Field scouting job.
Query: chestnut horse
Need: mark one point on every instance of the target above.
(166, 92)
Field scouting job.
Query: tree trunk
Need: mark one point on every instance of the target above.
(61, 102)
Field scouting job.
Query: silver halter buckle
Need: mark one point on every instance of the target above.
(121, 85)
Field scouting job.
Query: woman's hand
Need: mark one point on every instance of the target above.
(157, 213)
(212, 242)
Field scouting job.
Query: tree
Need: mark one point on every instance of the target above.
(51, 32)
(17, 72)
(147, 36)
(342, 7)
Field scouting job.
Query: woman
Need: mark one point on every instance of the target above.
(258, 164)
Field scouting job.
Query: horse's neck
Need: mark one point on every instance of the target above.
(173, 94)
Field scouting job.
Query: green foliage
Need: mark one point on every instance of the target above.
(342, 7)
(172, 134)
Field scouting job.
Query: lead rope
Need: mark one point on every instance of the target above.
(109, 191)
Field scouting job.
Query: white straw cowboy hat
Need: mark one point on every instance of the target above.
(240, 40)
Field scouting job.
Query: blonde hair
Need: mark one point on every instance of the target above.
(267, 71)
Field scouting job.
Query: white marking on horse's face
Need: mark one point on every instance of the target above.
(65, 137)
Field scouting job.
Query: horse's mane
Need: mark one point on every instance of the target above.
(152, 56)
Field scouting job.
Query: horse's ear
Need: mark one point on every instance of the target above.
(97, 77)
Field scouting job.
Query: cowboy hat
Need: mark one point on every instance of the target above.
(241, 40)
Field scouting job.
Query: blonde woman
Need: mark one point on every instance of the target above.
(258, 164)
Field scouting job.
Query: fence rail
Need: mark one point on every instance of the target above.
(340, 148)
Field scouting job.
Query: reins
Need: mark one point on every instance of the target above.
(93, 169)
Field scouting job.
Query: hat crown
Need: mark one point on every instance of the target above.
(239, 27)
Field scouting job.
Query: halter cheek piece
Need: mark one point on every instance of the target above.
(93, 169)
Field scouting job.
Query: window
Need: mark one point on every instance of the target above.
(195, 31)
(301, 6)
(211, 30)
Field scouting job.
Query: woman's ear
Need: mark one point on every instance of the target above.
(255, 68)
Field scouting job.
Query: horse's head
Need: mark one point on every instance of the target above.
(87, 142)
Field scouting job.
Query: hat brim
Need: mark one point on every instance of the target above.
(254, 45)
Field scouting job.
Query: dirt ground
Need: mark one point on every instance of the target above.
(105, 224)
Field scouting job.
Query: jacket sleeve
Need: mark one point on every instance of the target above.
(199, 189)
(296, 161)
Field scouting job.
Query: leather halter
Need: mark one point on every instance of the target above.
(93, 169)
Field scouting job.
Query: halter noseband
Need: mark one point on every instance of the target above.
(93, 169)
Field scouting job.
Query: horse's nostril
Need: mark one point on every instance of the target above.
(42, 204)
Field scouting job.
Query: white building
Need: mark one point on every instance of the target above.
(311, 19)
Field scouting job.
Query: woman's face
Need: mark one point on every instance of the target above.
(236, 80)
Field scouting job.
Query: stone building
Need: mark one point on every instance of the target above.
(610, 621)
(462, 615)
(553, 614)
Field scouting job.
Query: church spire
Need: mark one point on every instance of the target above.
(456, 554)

_____

WHAT THIS TASK INVOLVES ::
Each entry must be reproduced verbatim.

CORRECT RESULT ::
Field scouting job.
Query: chestnut horse
Need: mark one point on every instance of the target above.
(166, 92)
Field scouting job.
Query: tree trunk
Need: mark one point on every instance of the target above.
(61, 102)
Field scouting job.
Query: silver halter buckle
Need: mark one point on every instance of the target above.
(121, 85)
Field scouting job.
Query: woman's hand
Need: mark one point on every instance of the target above.
(157, 213)
(212, 242)
Field scouting job.
Query: tree
Need: mark one point on every instance of the target above.
(51, 32)
(17, 72)
(147, 36)
(342, 7)
Field scouting job.
Query: woman
Need: mark one point on every instance of the target above.
(258, 164)
Field scouting job.
Query: horse's neck
Need: mark one point on every instance of the target above.
(173, 94)
Field scouting job.
Query: green foliage
Need: mark one point on every instance of the target above.
(342, 7)
(172, 134)
Field scouting job.
Query: lead rope
Need: mark one point on every instance of the target above.
(109, 191)
Field scouting job.
Query: white straw cowboy hat
Need: mark one point on every instance of the target above.
(240, 40)
Field scouting job.
Query: blonde hair
Need: mark one point on every instance of the target above.
(267, 71)
Field scouting job.
Query: white marking on horse's face
Need: mark one point on every instance of the target above.
(65, 137)
Field scouting job.
Query: horse's mane
Need: mark one point on every instance of the target above.
(152, 56)
Field scouting job.
Query: horse's ear
Need: mark one point on every instance of the target above.
(97, 77)
Field scouting job.
Query: cowboy hat
Need: mark one point on every instance of the target above.
(241, 40)
Field scouting job.
Query: blonde woman
Need: mark one point on every instance of the target above.
(258, 164)
Field scouting job.
Query: fence rail
Need: mark one point on every instance of the target above.
(340, 148)
Field scouting job.
Query: reins
Need: mark one point on every instance of the target above.
(93, 169)
Field scouting job.
Query: hat crown
Need: mark one point on every instance of the target above.
(239, 27)
Field scouting job.
Query: halter cheek piece
Need: mark one point on every instance of the target above.
(93, 169)
Field scouting job.
Query: window
Need: mark one point on every instance of the target above.
(195, 31)
(301, 6)
(211, 30)
Field scouting job.
Query: woman's ear
Need: mark one point on every instance of the target above.
(255, 68)
Field scouting job.
Query: horse's head
Need: mark one point on every instance of the target above.
(87, 142)
Field scouting job.
Query: hat brim
Need: mark one point on every instance of the target above.
(254, 45)
Field scouting job.
Query: dirt ground
Need: mark one point on every instance of the target above.
(105, 224)
Field scouting job.
Query: jacket sleeve
Need: mark one point on every instance of the target above.
(199, 189)
(296, 161)
Field scouting job.
Query: leather halter
Need: mark one point on every instance of the target above.
(93, 169)
Field scouting job.
Query: halter noseband
Need: mark one point on every instance of the target above.
(93, 169)
Field scouting job.
Query: horse's nostril
Need: mark one point on every instance of the target above.
(42, 204)
Field scouting job.
Query: white building
Need: mark one point on every instance of the target above.
(311, 19)
Field scouting job.
Query: woman's face
Need: mark one point on every instance of the target above.
(236, 80)
Field scouting job.
Query: stone building
Need: mark one point on every instance of the target above.
(610, 621)
(462, 615)
(553, 614)
Field scouting job.
Query: church spire
Need: mark one point on every instance of the target above.
(456, 554)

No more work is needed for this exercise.